| Objective |
Return each line in the records below that contains the word "dome". Uppercase and lowercase count as different letters.
***** Material for the task
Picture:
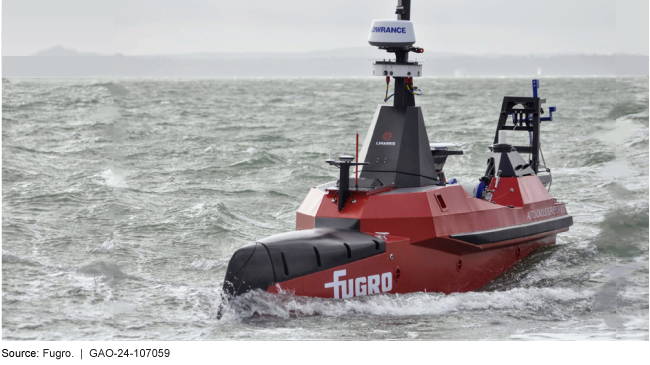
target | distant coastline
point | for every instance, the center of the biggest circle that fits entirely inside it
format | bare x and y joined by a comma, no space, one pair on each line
59,62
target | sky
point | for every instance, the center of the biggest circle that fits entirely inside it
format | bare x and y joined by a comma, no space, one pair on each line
142,27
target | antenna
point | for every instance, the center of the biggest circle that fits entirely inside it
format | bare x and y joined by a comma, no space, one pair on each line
403,10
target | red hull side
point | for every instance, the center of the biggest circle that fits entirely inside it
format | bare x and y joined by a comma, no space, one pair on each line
416,269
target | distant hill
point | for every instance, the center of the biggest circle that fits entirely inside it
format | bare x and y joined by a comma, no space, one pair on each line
60,51
349,62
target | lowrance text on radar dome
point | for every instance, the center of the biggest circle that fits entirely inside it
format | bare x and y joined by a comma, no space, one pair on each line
546,212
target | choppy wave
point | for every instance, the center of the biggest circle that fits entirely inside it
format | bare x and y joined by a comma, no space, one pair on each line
628,107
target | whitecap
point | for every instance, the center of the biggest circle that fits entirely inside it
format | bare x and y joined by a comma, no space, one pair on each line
113,179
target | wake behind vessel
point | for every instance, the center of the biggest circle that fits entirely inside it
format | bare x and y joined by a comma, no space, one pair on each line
397,225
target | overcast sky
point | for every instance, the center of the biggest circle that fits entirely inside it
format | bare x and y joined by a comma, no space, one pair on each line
138,27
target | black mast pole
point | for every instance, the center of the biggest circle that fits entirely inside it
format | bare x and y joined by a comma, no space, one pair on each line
403,97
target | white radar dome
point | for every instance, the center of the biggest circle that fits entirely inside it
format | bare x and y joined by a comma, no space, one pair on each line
392,33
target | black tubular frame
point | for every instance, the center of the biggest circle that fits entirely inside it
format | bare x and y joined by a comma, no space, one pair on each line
528,119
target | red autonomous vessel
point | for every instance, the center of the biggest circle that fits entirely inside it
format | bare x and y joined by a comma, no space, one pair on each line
400,227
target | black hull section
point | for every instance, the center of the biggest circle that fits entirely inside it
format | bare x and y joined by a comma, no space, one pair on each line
292,255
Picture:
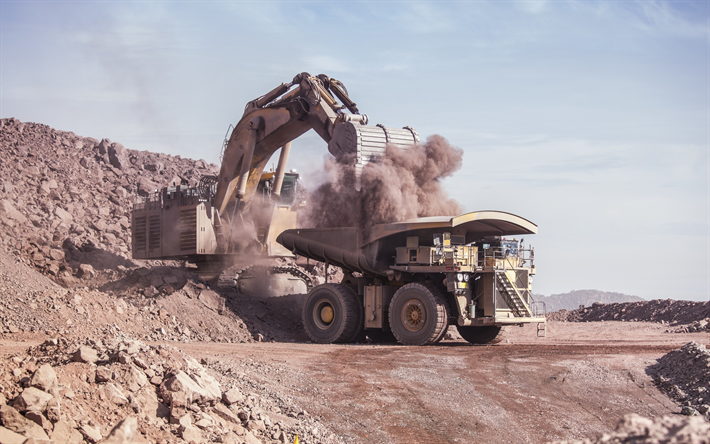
**********
| Response to this task |
target | lowrance text on radar dome
target | white radar dome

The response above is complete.